• _Vorgegebener Text_:
<<<<

Der Präsident des Fechtverbandes M-V, Jürgen Becker, über den Fechtsport in Deutschland und auch in M-V
Nachdem im Oktober 2016 die Senioren-Fecht-WM in Stralsund stattfanden, gibt es nun, knapp sieben Monate später, wieder eine interessante Fecht-Meisterschaft in Mecklenburg-Vorpommern: die Deutschen A-Jugend-Meisterschaften (Altersklasse U 17) im Florett-Fechten am 6.Mai und 7.Mai in Schwerin.
Austragungsort ist die Palmberg-Arena, in der die Volleyball-Spielerinnen gerade ihre elfte Deutsche Meisterschaft perfekt machten.
Gastgeber der Titelkämpfe ist die Schweriner Fechtgesellschaft, die 100 Mitglieder zählt und eine der fechtsportlichen Hochburgen in M-V ist. Ansonsten ist Deutschland ohnehin auch ein Land der Fechterinnen und Fechter. So gibt es mehr als 500 Fecht-Vereine mit 14000 aktiven Fechterinnen und Fechtern. Darunter sind 3800 Fechter, die zum Junioren-Bereich gehören, und 5500 Fechter die zum Jugend-/Schüler-Bereich zählen.

>>>>

• _Zeilen_:
<<<<

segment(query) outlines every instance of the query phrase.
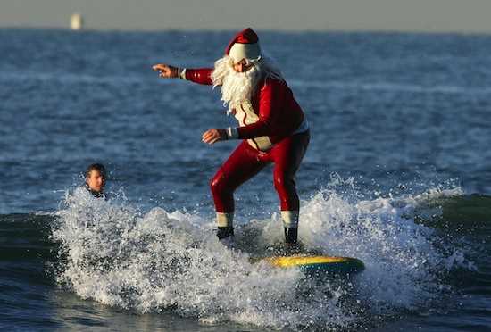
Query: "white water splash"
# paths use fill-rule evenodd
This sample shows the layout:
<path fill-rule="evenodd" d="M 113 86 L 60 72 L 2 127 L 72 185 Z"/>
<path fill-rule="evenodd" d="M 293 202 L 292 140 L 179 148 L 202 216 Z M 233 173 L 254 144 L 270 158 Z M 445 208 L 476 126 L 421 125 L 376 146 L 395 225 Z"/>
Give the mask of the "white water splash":
<path fill-rule="evenodd" d="M 441 253 L 435 231 L 412 219 L 425 195 L 350 202 L 330 190 L 303 205 L 299 237 L 308 248 L 364 261 L 366 270 L 343 284 L 250 262 L 247 253 L 282 240 L 277 215 L 238 228 L 242 250 L 230 251 L 212 220 L 162 208 L 140 213 L 78 190 L 53 231 L 68 258 L 58 281 L 83 298 L 140 312 L 173 310 L 204 323 L 346 327 L 366 313 L 424 306 L 445 287 L 438 275 L 465 261 L 457 248 L 454 258 Z M 241 237 L 251 230 L 254 245 Z"/>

>>>>

• _Aufgabenstellung_:
Aktualisiere einen Abschnitt aus dem Text über den Fechtsport, indem du „Florett-Fechten“ durch „Degen-Fechten“ ersetzt. Beginne bei den Worten „Der Präsident des“ und höre nach „7.Mai in Schwerin.“ auf. Die Zeilen sind eigenständiges Material und gehören nicht zum Text über den Fechtsport.

• _Lösung_:
Der Präsident des Fechtverbandes M-V, Jürgen Becker, über den Fechtsport in Deutschland und auch in M-V
Nachdem im Oktober 2016 die Senioren-Fecht-WM in Stralsund stattfanden, gibt es nun, knapp sieben Monate später, wieder eine interessante Fecht-Meisterschaft in Mecklenburg-Vorpommern: die Deutschen A-Jugend-Meisterschaften (Altersklasse U 17) im Degen-Fechten am 6.Mai und 7.Mai in Schwerin.